DATASET RECORDS:

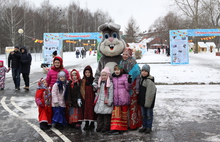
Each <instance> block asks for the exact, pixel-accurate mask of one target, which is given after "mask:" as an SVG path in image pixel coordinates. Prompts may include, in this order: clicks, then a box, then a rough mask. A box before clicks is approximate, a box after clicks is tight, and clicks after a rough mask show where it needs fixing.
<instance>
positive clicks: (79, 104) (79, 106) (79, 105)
mask: <svg viewBox="0 0 220 142" xmlns="http://www.w3.org/2000/svg"><path fill="white" fill-rule="evenodd" d="M77 104H78V106H79V107H81V105H82V101H81V99H77Z"/></svg>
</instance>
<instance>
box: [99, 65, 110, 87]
mask: <svg viewBox="0 0 220 142" xmlns="http://www.w3.org/2000/svg"><path fill="white" fill-rule="evenodd" d="M103 72H105V73H107V75H108V78H107V81H106V87H110V85H111V84H110V75H111V73H110V70H109V67H105V68H104V69H102V71H101V74H102V73H103ZM101 81H102V77H101V76H100V77H99V80H98V87H100V86H101Z"/></svg>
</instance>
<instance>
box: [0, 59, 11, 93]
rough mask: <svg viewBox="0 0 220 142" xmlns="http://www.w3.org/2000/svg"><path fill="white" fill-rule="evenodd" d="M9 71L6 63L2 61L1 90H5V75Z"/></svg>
mask: <svg viewBox="0 0 220 142" xmlns="http://www.w3.org/2000/svg"><path fill="white" fill-rule="evenodd" d="M8 72H9V69H7V68H6V67H5V66H4V61H2V60H0V89H1V90H4V88H5V73H8Z"/></svg>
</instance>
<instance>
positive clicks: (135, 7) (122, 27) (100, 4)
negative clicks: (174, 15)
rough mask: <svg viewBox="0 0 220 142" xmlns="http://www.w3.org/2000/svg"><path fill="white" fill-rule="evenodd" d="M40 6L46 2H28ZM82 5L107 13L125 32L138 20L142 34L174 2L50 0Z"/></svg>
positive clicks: (164, 11) (127, 0) (159, 1)
mask: <svg viewBox="0 0 220 142" xmlns="http://www.w3.org/2000/svg"><path fill="white" fill-rule="evenodd" d="M28 1H29V2H31V1H33V4H35V5H36V6H40V3H42V2H43V1H44V0H28ZM73 1H74V2H76V3H79V4H80V7H81V8H85V7H87V8H88V9H90V10H91V12H94V11H96V10H97V9H102V10H103V11H107V12H108V13H109V15H110V16H111V17H112V18H113V19H114V21H115V23H117V24H119V25H121V30H122V31H124V30H125V27H126V26H127V23H128V20H129V18H130V17H131V16H133V18H134V19H135V20H136V22H137V25H138V26H139V27H140V32H142V31H144V30H148V28H149V27H150V25H152V24H153V23H154V21H155V20H156V19H157V18H158V17H160V16H164V15H165V14H166V13H167V12H168V11H169V5H170V4H171V2H172V0H110V1H107V0H50V3H51V4H52V5H55V6H68V4H70V3H71V2H73Z"/></svg>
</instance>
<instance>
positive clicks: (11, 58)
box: [8, 51, 21, 68]
mask: <svg viewBox="0 0 220 142" xmlns="http://www.w3.org/2000/svg"><path fill="white" fill-rule="evenodd" d="M13 52H14V54H11V53H10V54H9V56H8V67H11V68H19V64H20V57H21V52H19V51H13Z"/></svg>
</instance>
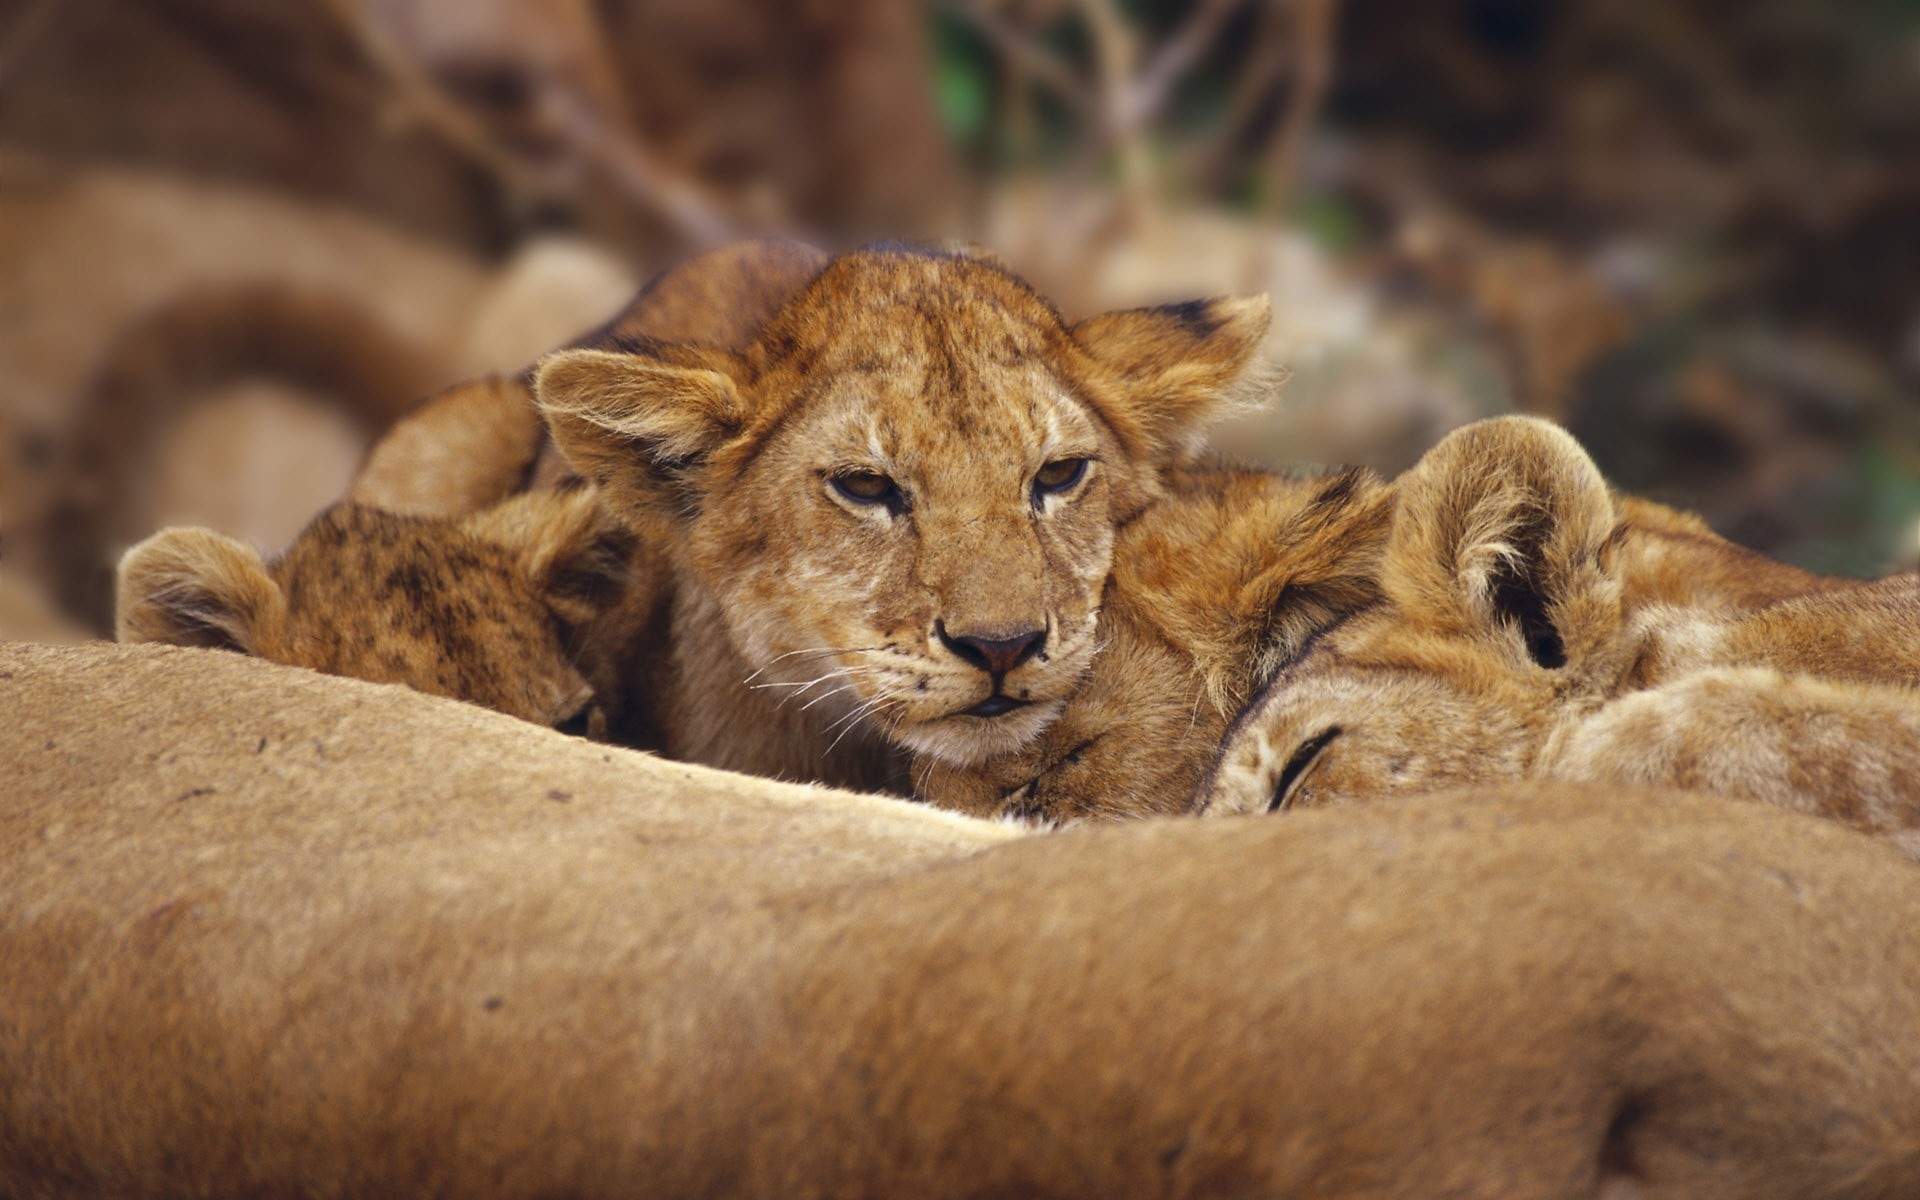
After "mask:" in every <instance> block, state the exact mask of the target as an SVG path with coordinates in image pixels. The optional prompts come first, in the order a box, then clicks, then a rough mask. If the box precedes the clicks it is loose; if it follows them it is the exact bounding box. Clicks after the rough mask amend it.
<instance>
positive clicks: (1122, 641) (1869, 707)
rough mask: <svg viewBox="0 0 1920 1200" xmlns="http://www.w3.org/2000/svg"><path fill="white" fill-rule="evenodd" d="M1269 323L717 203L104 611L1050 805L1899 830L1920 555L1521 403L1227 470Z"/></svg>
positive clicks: (1914, 627) (1911, 688)
mask: <svg viewBox="0 0 1920 1200" xmlns="http://www.w3.org/2000/svg"><path fill="white" fill-rule="evenodd" d="M1267 319H1269V309H1267V301H1265V300H1263V298H1256V300H1200V301H1190V303H1179V305H1165V307H1152V309H1133V311H1116V313H1102V315H1094V317H1085V319H1079V321H1068V319H1064V317H1062V315H1060V313H1058V311H1056V309H1054V307H1052V305H1050V303H1048V301H1046V300H1044V298H1041V296H1039V294H1037V292H1035V290H1033V288H1029V286H1027V284H1025V282H1021V280H1020V278H1016V276H1014V275H1012V273H1008V271H1006V269H1004V267H1000V265H998V263H996V261H993V259H991V257H985V255H979V253H972V252H960V250H924V248H904V246H874V248H866V250H860V252H854V253H847V255H839V257H828V255H822V253H818V252H812V250H808V248H803V246H795V244H785V242H749V244H739V246H732V248H726V250H720V252H712V253H708V255H705V257H699V259H693V261H689V263H685V265H682V267H676V269H674V271H670V273H666V275H664V276H660V278H659V280H655V282H653V284H651V286H649V288H647V290H645V292H641V296H639V298H637V300H636V301H634V303H632V305H630V307H628V311H624V313H620V315H618V317H616V319H614V321H611V323H609V324H607V326H605V328H601V330H597V332H591V334H588V336H584V338H580V342H576V344H574V346H568V348H563V349H557V351H553V353H551V355H547V357H543V359H541V361H540V363H536V365H532V367H530V369H528V371H526V372H524V374H520V376H515V378H488V380H476V382H472V384H467V386H463V388H455V390H451V392H447V394H444V396H438V397H434V399H432V401H428V403H426V405H420V407H419V409H415V411H413V413H411V415H409V417H405V419H401V420H399V422H397V424H396V426H394V428H392V430H388V434H386V436H384V438H382V442H380V444H378V445H376V447H374V451H372V455H371V459H369V461H367V465H365V468H363V472H361V476H359V480H357V482H355V486H353V490H351V493H349V495H348V499H346V501H342V503H340V505H338V507H336V509H332V511H328V513H324V515H323V516H321V518H317V520H315V522H313V526H311V528H309V530H307V532H305V534H303V536H301V538H300V541H296V545H294V547H292V549H290V551H288V553H286V555H284V557H282V559H278V561H276V563H271V564H269V563H263V561H261V559H259V557H257V555H253V553H252V551H250V549H246V547H244V545H238V543H234V541H230V540H225V538H221V536H217V534H209V532H205V530H165V532H161V534H156V536H154V538H150V540H148V541H144V543H140V545H136V547H134V549H132V551H129V553H127V557H125V561H123V563H121V572H119V616H117V630H119V637H121V639H123V641H171V643H184V645H205V647H223V649H234V651H244V653H250V655H257V657H263V659H273V660H280V662H288V664H296V666H311V668H317V670H324V672H334V674H349V676H359V678H367V680H378V682H394V684H405V685H411V687H417V689H420V691H428V693H438V695H449V697H455V699H463V701H472V703H480V705H486V707H492V708H497V710H501V712H509V714H513V716H520V718H526V720H534V722H541V724H549V726H555V728H563V730H568V732H582V733H588V735H593V737H599V739H605V741H614V743H622V745H628V747H636V749H647V751H657V753H660V755H664V756H670V758H680V760H689V762H703V764H710V766H720V768H732V770H737V772H749V774H758V776H774V778H787V780H804V781H822V783H833V785H843V787H852V789H864V791H891V793H897V795H912V797H916V799H922V801H925V803H931V804H937V806H947V808H954V810H962V812H970V814H975V816H1000V818H1012V820H1020V822H1029V824H1043V826H1052V824H1069V822H1083V820H1116V818H1137V816H1150V814H1198V816H1221V814H1267V812H1283V810H1292V808H1308V806H1321V804H1346V803H1365V801H1371V799H1379V797H1386V795H1405V793H1413V791H1438V789H1446V787H1455V785H1465V783H1500V781H1515V780H1557V781H1586V783H1615V785H1622V787H1624V785H1670V787H1684V789H1693V791H1705V793H1720V795H1728V797H1741V799H1751V801H1759V803H1766V804H1776V806H1784V808H1795V810H1803V812H1811V814H1818V816H1826V818H1832V820H1837V822H1841V824H1847V826H1853V828H1857V829H1864V831H1870V833H1878V835H1885V837H1887V839H1889V841H1893V843H1895V845H1897V847H1899V849H1901V851H1905V852H1907V854H1908V856H1916V858H1920V576H1895V578H1887V580H1882V582H1857V580H1837V578H1822V576H1814V574H1809V572H1803V570H1799V568H1793V566H1788V564H1782V563H1774V561H1768V559H1764V557H1759V555H1753V553H1749V551H1745V549H1741V547H1738V545H1732V543H1728V541H1724V540H1720V538H1718V536H1715V534H1713V532H1711V530H1709V528H1707V526H1705V524H1703V522H1699V520H1697V518H1693V516H1690V515H1684V513H1676V511H1670V509H1665V507H1661V505H1655V503H1649V501H1644V499H1636V497H1624V495H1617V493H1615V492H1613V490H1611V488H1609V486H1607V482H1605V480H1603V478H1601V476H1599V472H1597V468H1596V467H1594V463H1592V459H1590V457H1588V455H1586V453H1584V451H1582V447H1580V445H1578V444H1576V442H1574V440H1572V438H1571V436H1569V434H1565V432H1563V430H1559V428H1557V426H1553V424H1548V422H1544V420H1536V419H1519V417H1507V419H1492V420H1482V422H1476V424H1471V426H1465V428H1459V430H1455V432H1453V434H1452V436H1448V438H1446V440H1442V442H1440V444H1438V445H1434V447H1432V451H1430V453H1428V455H1427V457H1425V459H1421V463H1419V465H1417V467H1413V468H1411V470H1407V472H1405V474H1404V476H1402V478H1398V480H1380V478H1377V476H1373V474H1369V472H1365V470H1331V472H1325V474H1315V476H1304V478H1302V476H1288V474H1275V472H1265V470H1252V468H1242V467H1229V465H1219V463H1215V461H1212V459H1210V457H1208V455H1206V453H1204V449H1202V440H1204V432H1206V428H1208V424H1210V420H1213V419H1215V417H1219V415H1223V413H1227V411H1231V409H1233V407H1236V405H1240V403H1246V401H1258V399H1261V396H1263V394H1265V392H1267V390H1269V380H1267V378H1265V374H1263V371H1261V365H1260V361H1258V346H1260V338H1261V334H1263V330H1265V326H1267Z"/></svg>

YOUR GOAL:
Take the lines above from the one containing "positive clicks: (79, 104)" to the one containing "box: [0, 59, 11, 93]" and retype them exactly, both ends included, with nothing added.

RESPONSE TO THE EXERCISE:
positive clicks: (79, 104) (79, 106) (79, 105)
mask: <svg viewBox="0 0 220 142" xmlns="http://www.w3.org/2000/svg"><path fill="white" fill-rule="evenodd" d="M77 104H78V106H79V107H81V105H82V101H81V99H77Z"/></svg>
</instance>
<instance>
box: [99, 65, 110, 87]
mask: <svg viewBox="0 0 220 142" xmlns="http://www.w3.org/2000/svg"><path fill="white" fill-rule="evenodd" d="M103 72H105V73H107V75H108V78H107V81H106V87H110V85H111V84H110V75H111V73H110V70H109V67H105V68H104V69H102V71H101V74H102V73H103ZM101 81H102V77H101V76H100V77H99V80H98V87H100V86H101Z"/></svg>
</instance>
<instance>
box: [0, 59, 11, 93]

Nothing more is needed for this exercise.